=== SELECTED EXTRACT ===
Daniel Jurgens: Applying an alliance-contract model has enabled us to all work collectively as a single entity—that’s the first piece of the puzzle. As alliance-contract models are based on shared risk and reward, we all rely on each other to collectively deliver the project, and this set-up enhances collaboration to a point that I have not seen to date on other projects.
The next key step was resourcing the team from the best minds available globally, followed closely by resolving the technical issues in creating a connected environment where all stakeholders can interact with each other and share data. Once we had the base resourcing and data environment in place, it was all about authoring processes to enable many stakeholders to interact with each other in a controlled manner so that we all understand what the project requirements are and how to digitally deliver them.
The biggest ongoing challenge is finding the right process and balance in communication. Project variables change, and unforeseen societal impacts, such as the pandemic, and processes evolve as the team structures change over the life of the project. We automate as much as we can, run regular training sessions, have dashboards and rigorous quality assurance and quality control procedures, and host coordination meetings online. We are very careful with our communications to the alliance to ensure we don’t contribute to “death by email,” preferring daily SCRUMs as per the AGILE project management framework.
=== RECORDS PROVIDED ===
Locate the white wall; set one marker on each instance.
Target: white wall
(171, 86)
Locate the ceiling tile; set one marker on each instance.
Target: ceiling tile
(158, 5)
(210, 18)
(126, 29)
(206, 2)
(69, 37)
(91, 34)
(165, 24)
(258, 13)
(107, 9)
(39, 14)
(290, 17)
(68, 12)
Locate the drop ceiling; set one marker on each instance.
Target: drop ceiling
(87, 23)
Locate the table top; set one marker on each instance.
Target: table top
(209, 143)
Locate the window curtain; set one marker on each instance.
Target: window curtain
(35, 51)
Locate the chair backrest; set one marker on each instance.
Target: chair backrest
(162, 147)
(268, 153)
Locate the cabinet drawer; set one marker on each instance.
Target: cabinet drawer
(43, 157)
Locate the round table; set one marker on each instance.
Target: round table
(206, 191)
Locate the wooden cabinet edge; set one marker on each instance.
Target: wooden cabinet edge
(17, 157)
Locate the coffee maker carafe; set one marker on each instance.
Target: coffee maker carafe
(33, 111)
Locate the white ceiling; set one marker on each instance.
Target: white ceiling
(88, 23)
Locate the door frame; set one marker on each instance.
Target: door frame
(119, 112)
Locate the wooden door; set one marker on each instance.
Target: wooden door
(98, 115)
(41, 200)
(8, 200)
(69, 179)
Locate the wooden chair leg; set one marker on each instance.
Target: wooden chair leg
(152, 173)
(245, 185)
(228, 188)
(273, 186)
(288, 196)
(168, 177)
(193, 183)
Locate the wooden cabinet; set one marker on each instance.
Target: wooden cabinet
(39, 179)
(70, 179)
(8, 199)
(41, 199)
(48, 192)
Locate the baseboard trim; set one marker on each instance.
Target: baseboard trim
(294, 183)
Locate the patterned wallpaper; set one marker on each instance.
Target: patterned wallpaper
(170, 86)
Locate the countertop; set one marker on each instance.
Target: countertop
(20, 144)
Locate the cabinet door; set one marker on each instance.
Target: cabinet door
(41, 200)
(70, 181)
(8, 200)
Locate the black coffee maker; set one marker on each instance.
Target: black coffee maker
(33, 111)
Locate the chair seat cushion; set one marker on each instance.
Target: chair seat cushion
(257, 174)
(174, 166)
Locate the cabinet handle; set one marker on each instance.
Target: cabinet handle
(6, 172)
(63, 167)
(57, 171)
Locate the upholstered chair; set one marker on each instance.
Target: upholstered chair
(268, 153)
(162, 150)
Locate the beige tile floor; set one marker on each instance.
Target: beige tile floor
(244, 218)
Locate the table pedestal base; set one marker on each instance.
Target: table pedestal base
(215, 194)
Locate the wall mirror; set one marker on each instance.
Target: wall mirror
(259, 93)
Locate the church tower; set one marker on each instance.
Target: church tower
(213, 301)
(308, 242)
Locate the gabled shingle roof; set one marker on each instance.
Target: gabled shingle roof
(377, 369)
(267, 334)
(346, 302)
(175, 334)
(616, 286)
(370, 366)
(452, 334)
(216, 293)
===
● EXERCISE SET:
(1) In the alliance-contract passage, reproduce the section that begins at the words "Daniel Jurgens: Applying" and stops after "digitally deliver them.", changing "stakeholders" to "partners".
(2) Condense the paragraph of the alliance-contract passage that begins "The biggest ongoing challenge" into a shorter version that keeps its main facts.

● RESULTS FOR THE EXERCISE:
(1)
Daniel Jurgens: Applying an alliance-contract model has enabled us to all work collectively as a single entity—that’s the first piece of the puzzle. As alliance-contract models are based on shared risk and reward, we all rely on each other to collectively deliver the project, and this set-up enhances collaboration to a point that I have not seen to date on other projects.
The next key step was resourcing the team from the best minds available globally, followed closely by resolving the technical issues in creating a connected environment where all partners can interact with each other and share data. Once we had the base resourcing and data environment in place, it was all about authoring processes to enable many partners to interact with each other in a controlled manner so that we all understand what the project requirements are and how to digitally deliver them.

(2) The biggest ongoing challenge is balancing communication as project variables, processes, and team structures change, along with unforeseen impacts such as the pandemic. The team automates where possible, holds regular training, uses dashboards and strict quality assurance and quality control, and coordinates in online meetings. To avoid "death by email," it favors daily SCRUMs under the AGILE framework.